Document section:

But I like better the "Worlds Within Worlds" traditional approach proper of myth (Basic Set: Campaigns, p.351). Despite both genres mostly strive in speculative terrains (but not the same terrains), myth doesn't share the modern interpretations of current science. A simple factor for that is that myth is not limited to be a corporeal, materialistic approach. By the way, the "many worlds" hypothesis isn't different to a pure imagination for trying to resolve quantum paradox in an artificial way, IMO.

A simple assumption as "Dungeons" implies an underground and dangerous place with supernatural monsters and treasures, and that isn't but the traditional ontologic journey called: "Descent to Hell".

Because the Dungeon is the archetypical ordeal.

Any descent to hell was a vertical displacement from above to below, inside the "Worlds Within Worlds" scheme, where the different cosmic orders were arranged through a vertical axis, not by an horizontal arrangement as in the "many worlds" science fiction hypothesis.

Quote:
Your character is just going into monsters houses, killing them and taking their stuff, and you are supposed to be a good guy?

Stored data
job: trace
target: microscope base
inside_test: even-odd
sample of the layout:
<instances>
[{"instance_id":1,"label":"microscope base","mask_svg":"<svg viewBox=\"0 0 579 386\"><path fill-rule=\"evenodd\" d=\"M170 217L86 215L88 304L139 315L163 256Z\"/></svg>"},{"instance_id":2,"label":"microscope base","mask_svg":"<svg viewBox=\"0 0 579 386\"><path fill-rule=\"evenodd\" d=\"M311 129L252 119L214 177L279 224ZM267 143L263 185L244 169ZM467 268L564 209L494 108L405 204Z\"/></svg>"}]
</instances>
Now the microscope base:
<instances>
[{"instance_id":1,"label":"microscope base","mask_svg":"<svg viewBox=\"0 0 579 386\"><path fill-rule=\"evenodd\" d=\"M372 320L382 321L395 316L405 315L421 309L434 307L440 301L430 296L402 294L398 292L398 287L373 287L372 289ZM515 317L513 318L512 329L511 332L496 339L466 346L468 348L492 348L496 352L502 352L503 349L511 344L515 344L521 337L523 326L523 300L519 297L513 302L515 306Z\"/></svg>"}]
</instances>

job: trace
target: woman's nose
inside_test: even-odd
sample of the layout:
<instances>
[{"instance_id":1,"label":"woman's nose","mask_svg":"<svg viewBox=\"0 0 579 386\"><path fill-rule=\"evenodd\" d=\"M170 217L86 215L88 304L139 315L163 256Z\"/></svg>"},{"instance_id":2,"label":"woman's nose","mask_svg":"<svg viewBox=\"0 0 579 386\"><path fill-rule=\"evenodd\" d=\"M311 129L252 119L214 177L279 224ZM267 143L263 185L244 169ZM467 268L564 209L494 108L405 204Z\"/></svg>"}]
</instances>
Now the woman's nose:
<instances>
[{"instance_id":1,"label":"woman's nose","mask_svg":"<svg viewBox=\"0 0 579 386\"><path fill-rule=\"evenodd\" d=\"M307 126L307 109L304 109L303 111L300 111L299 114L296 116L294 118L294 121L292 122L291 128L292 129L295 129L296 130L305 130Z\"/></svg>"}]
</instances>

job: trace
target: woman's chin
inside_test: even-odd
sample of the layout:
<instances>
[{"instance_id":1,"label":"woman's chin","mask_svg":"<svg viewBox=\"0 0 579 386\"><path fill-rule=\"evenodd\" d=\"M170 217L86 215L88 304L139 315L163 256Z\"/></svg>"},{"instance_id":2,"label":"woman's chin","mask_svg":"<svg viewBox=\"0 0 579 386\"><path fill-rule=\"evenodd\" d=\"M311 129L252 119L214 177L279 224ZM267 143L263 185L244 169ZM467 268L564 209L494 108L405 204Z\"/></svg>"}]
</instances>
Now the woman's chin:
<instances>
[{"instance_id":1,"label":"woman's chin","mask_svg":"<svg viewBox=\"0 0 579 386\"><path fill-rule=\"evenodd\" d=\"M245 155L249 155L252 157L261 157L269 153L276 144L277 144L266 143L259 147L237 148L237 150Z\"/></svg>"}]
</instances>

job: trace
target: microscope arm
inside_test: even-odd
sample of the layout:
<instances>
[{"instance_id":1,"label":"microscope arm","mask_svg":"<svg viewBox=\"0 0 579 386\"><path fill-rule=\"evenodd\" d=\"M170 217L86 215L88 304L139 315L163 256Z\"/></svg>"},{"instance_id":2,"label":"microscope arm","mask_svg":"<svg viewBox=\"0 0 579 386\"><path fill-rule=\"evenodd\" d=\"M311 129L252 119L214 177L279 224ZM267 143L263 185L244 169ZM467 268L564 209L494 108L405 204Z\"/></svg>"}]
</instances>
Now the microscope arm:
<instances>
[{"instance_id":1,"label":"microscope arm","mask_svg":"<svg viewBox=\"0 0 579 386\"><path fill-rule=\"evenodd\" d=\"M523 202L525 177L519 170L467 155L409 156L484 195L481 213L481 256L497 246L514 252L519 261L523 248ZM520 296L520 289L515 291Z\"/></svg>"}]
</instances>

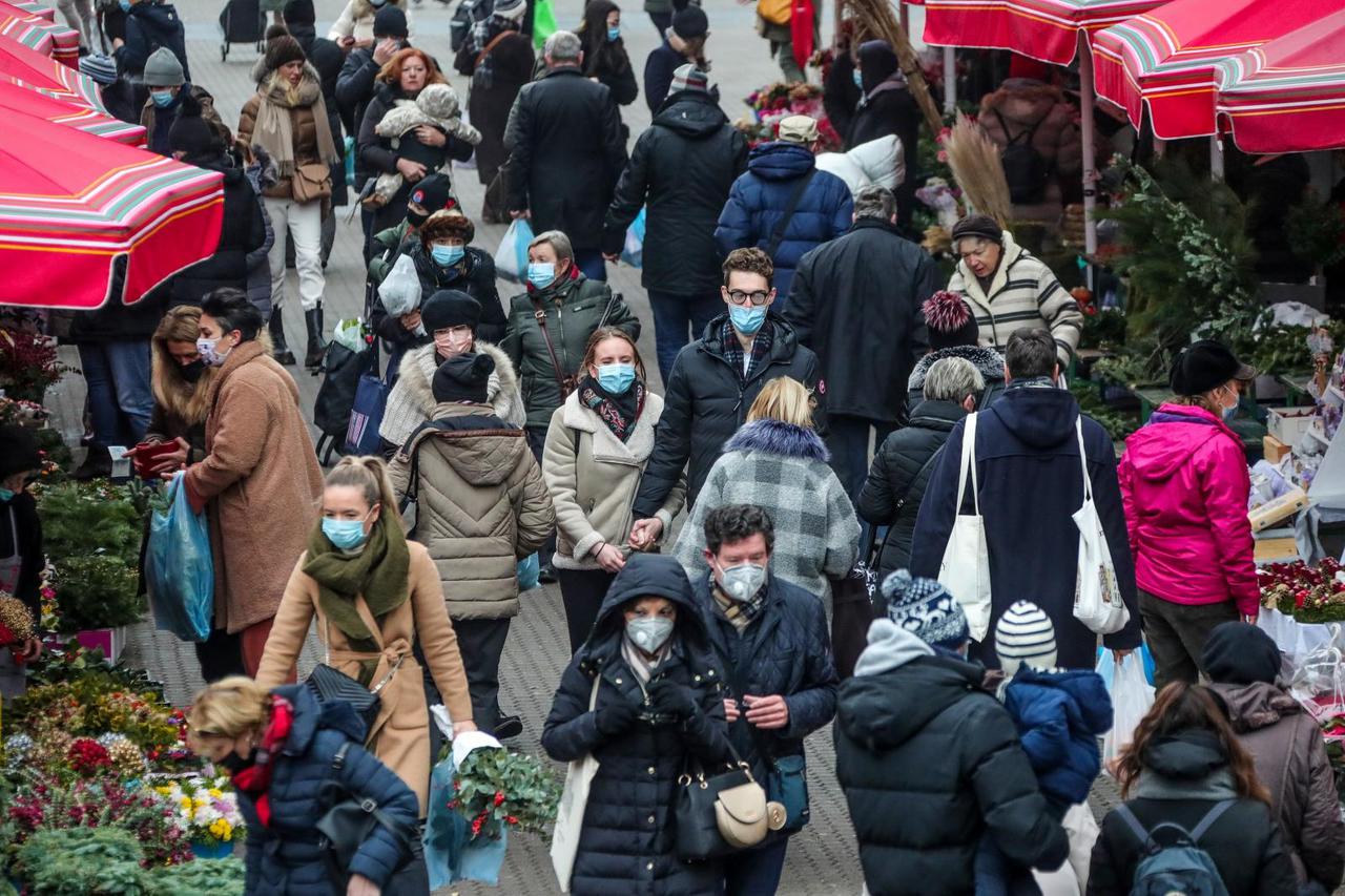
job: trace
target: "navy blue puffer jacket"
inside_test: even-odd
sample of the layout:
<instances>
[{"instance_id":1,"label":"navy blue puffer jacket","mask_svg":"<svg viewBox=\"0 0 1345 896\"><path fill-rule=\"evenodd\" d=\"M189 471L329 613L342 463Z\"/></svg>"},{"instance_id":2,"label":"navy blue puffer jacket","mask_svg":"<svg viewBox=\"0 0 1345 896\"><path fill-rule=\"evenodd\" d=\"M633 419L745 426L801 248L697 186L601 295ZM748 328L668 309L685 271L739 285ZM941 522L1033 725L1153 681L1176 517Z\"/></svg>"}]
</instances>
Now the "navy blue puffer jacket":
<instances>
[{"instance_id":1,"label":"navy blue puffer jacket","mask_svg":"<svg viewBox=\"0 0 1345 896\"><path fill-rule=\"evenodd\" d=\"M621 657L621 608L648 596L677 604L672 655L655 667L650 683L668 679L695 693L699 713L682 724L654 714ZM542 731L542 747L551 759L573 761L592 753L599 760L570 879L576 896L718 896L724 891L714 862L693 865L677 857L672 817L677 779L687 760L695 757L712 768L729 757L724 673L710 657L682 566L666 556L632 556L612 583L593 634L561 677ZM639 717L619 735L601 733L597 713L589 712L594 677L600 678L599 712L619 700L639 708Z\"/></svg>"},{"instance_id":2,"label":"navy blue puffer jacket","mask_svg":"<svg viewBox=\"0 0 1345 896\"><path fill-rule=\"evenodd\" d=\"M247 819L249 896L339 896L317 850L313 823L330 809L321 800L323 784L336 782L356 798L370 798L378 806L416 830L420 803L402 779L366 752L364 724L344 704L321 705L304 685L285 685L272 692L295 706L295 721L280 756L274 759L268 802L270 826L264 827L257 809L239 792L239 809ZM332 759L342 744L351 741L340 772ZM352 874L363 874L379 888L386 887L401 864L404 848L386 829L377 827L351 862Z\"/></svg>"},{"instance_id":3,"label":"navy blue puffer jacket","mask_svg":"<svg viewBox=\"0 0 1345 896\"><path fill-rule=\"evenodd\" d=\"M733 182L729 200L720 213L714 238L720 252L759 246L768 249L771 234L790 206L799 178L816 168L812 152L794 143L765 143L748 156L748 170ZM835 239L850 229L854 200L845 180L818 171L794 210L784 238L775 250L776 300L772 311L784 312L790 283L799 260L808 250Z\"/></svg>"}]
</instances>

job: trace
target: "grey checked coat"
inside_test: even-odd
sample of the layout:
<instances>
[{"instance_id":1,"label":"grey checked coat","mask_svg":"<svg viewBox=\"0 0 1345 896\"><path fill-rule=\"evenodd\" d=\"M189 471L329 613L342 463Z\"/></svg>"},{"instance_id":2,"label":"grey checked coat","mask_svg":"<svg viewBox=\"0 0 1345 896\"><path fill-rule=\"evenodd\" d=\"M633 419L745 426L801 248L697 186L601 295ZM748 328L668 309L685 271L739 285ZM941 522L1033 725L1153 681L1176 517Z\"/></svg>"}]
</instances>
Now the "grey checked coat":
<instances>
[{"instance_id":1,"label":"grey checked coat","mask_svg":"<svg viewBox=\"0 0 1345 896\"><path fill-rule=\"evenodd\" d=\"M827 465L822 437L779 420L745 424L724 445L672 556L691 581L706 572L705 517L725 505L757 505L775 522L771 574L824 597L859 552L859 521Z\"/></svg>"}]
</instances>

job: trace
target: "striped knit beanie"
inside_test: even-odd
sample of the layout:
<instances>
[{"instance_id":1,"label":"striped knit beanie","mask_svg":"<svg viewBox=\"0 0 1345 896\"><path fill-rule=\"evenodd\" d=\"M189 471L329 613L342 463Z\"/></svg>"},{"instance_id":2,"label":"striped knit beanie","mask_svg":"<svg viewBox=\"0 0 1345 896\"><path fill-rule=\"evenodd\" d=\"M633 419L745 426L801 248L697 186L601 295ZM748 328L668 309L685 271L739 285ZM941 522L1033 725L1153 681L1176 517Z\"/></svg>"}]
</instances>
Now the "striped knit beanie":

Stated goal:
Could you edit the stretch of the post on dungeons from "A simple assumption" through "the archetypical ordeal.", putting "trial" in place of "ordeal"? This data is separate material from the post on dungeons.

Exercise response:
A simple assumption as "Dungeons" implies an underground and dangerous place with supernatural monsters and treasures, and that isn't but the traditional ontologic journey called: "Descent to Hell".

Because the Dungeon is the archetypical trial.